Named object pointing entries:

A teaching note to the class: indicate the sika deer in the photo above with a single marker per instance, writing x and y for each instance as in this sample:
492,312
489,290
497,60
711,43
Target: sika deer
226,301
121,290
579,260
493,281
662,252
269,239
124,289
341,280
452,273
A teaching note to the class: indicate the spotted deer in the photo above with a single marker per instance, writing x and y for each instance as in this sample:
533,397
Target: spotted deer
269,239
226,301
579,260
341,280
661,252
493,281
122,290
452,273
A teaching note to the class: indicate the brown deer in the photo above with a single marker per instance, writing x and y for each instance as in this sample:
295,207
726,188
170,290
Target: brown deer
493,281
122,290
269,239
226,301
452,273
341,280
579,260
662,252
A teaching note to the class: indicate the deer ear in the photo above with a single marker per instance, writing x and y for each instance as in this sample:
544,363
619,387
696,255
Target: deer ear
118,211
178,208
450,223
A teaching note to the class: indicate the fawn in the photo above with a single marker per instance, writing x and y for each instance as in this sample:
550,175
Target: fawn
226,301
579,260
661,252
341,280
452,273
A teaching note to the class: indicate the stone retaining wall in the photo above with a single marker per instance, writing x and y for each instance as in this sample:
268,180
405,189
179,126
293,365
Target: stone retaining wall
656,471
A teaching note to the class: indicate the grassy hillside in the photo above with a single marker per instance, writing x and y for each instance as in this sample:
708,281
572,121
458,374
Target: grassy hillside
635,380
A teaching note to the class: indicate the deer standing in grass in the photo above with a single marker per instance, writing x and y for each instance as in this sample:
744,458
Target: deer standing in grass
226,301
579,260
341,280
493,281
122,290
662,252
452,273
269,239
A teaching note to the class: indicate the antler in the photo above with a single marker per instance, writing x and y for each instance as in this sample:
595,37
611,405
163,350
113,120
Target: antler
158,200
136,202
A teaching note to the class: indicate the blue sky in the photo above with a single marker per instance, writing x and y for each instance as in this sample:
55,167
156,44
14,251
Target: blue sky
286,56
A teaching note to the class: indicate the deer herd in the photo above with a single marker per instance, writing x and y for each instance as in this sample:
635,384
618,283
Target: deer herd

_Task to complete_
Print the entries exactly. Include every one.

_Solution_
A teaching note to the class: indicate the sika deer in the photo above with a single marker per instance, writing x and y for each instance as in this sample:
492,312
489,290
497,60
711,43
Target: sika deer
226,301
121,290
579,260
493,281
662,252
269,239
124,289
341,280
452,273
A teaching note to the class: indicate the spotted deer in the photo above with a single marker per instance, writing x and y for each instance as in this sample:
533,397
Target: spotted deer
269,239
226,301
579,260
341,280
661,252
493,281
122,290
452,273
A teaching note to the class: indicate the brown deer in the photo above with a single marker per instance, writing x and y for each instance as in this sample:
295,207
726,188
170,290
Target: brown deer
493,281
122,290
269,239
226,301
452,273
341,280
579,260
662,252
A teaching note to the class: indicate the deer ear in the photo above with a single marker per instance, writing x and y for each instance as in this sample:
544,363
619,387
696,255
Target: deer ear
118,211
178,208
450,223
A teaching note to the class: indicate the fawn in the photo above with a single marker per instance, writing x and y for each instance as in this sample:
550,175
Target: fawn
226,301
579,260
661,252
341,280
452,273
A teaching note to the class: indicate the stone retaining wall in the photo above with a single marker per instance, writing x and y for each instance as in this sample:
268,180
405,189
179,126
293,365
Target: stone retaining wall
656,471
A teaching note to the class: indicate the grassy hillside in the photo above with a single marker per instance, writing x and y for each instance as in this sample:
708,281
572,121
458,374
Target: grassy hillside
635,380
A teaching note to the class: indicate the deer standing in grass in the photo above with a single marker per instance, writing x and y for each instance as in this sample:
744,458
Target: deer standing in grass
226,301
579,260
341,280
493,281
122,290
662,252
452,273
269,239
A teaching note to the class: indicate the antler in the photo above with a single marker per instance, writing x and y for each instance as in this sample:
595,37
611,405
163,350
113,120
Target: antler
158,200
136,202
A teaching note to the class: indicate the blue sky in the photo above with a single marker per instance, writing x and y for each instance as in this sample:
55,167
156,44
14,251
Target: blue sky
286,56
A teaching note to the class: indicate the deer herd in the photo above with a single marker per instance, writing x and y for each instance as in this sample:
635,384
618,283
Target: deer herd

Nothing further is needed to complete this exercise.